JOB A: List every player that the following piece on Utah's defense says has graduated or departed.

Anae is a smaller end prospect who can often get overpowered by larger tackles (or even good tight ends). But he is really quick off of the snap and has that Tasmanian Devil quality of being able to spin and fight at the same time. He led Utah in sacks a year ago (with 7) and projects as their best pass rusher this year. His challenge is to pace himself so as to not run out of gas late in games.
Whether or not there are any other ends to help keep the pressure off of Anae remains to be seen. Maxs Tupai—a virtual Anae clone as a sophomore—will likely take over for the graduated Kylie Fitts. A few other names to watch are juco transfer Jeremiah Jordan, Nick Heninger, and Davir Hamilton, all of whom play around 250 lbs or less. Unless some of the young players (e.g. freshman Paul Maile or freshman David Fotu) show that they ready to give some snaps, I think Utah is going to have real issues setting the edge and controlling opposing rushing attacks, even if they are able to mount a bit of a pass rush.
The rest of the line is inexperienced but, hey, at least they are big. The key name to know is junior DT Leki Fotu. The 325-lb Fotu will be taking over for the departed Lowell Lotuleilei and Filipi Mokofisi. He’ll get help from a rotation of three other 300+pounders on the inside, one of those being true freshman Jackson Cravens. Unlike the situation with the ends, you have to like the depth that Utah has cultivated. The interior of the line ought to be a strength even if we don’t yet know who the stars are going to be.
I also think that the secondary ought to be a strength. Keep in mind that a year ago we were bemoaning all the new players joining safety Chase Hansen. Those players all turned out to be great. Now we find that Utah has some experience, even with Hansen seemingly destined to drop down to the linebacker position.
In fact, Utah was really good in pass defense last year. Junior corner Julian Blackmon was the star of that show. A true “cover first” kind of corner, Blackmon generated 6 PBUs and 4 INTs in a great sophomore campaign. CB Jaylon Johnson, now a sophomore, was every bit his equal with 6 PBUs and one INT as a true freshman.

GIVEN RECORDS:
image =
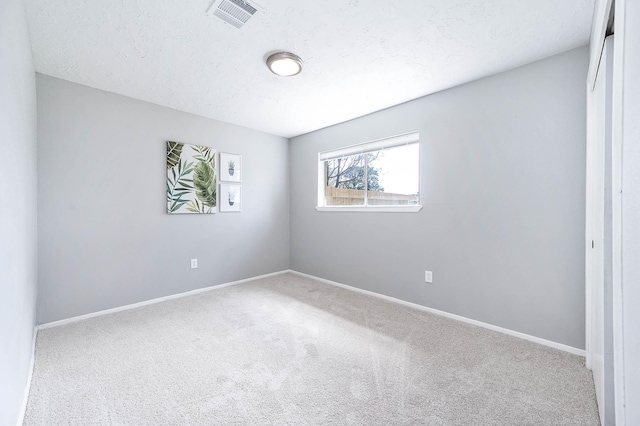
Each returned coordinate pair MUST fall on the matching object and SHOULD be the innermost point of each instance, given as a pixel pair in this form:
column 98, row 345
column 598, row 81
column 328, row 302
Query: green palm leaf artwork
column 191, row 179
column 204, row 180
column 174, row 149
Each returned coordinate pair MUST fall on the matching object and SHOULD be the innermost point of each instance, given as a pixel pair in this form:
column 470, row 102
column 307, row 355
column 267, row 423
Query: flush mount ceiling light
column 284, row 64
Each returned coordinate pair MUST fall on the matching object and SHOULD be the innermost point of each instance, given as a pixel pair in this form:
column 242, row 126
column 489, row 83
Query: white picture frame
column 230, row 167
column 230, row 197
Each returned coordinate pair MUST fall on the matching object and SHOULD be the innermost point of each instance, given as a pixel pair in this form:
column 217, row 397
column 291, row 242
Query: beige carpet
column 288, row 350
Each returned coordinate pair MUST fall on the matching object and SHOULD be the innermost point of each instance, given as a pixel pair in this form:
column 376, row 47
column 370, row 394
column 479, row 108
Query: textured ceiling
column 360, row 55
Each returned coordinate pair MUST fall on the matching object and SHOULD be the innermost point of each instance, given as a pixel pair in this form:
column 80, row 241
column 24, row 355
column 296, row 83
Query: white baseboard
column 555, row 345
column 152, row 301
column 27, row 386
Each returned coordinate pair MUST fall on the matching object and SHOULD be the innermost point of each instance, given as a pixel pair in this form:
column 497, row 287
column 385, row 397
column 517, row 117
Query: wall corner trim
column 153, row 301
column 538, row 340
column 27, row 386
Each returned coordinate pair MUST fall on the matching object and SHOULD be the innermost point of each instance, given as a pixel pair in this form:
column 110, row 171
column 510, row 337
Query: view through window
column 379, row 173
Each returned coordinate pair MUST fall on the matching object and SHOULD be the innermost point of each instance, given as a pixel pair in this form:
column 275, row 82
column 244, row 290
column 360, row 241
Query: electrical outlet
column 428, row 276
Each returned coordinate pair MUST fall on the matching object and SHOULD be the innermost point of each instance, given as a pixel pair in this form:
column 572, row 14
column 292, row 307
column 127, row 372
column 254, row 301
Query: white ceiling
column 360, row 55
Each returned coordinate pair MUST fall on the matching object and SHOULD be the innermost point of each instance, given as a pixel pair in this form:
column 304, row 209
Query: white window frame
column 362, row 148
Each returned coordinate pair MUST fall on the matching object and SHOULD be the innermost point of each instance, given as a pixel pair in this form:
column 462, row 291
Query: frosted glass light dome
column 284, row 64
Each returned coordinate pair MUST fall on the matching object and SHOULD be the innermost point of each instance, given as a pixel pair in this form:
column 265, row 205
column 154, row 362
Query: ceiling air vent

JOB B: Count the lines in the records above that contain the string "light". Case counts. Give only the number.

CORRECT RESULT A: Kylie Fitts, Lowell Lotuleilei, Filipi Mokofisi

CORRECT RESULT B: 2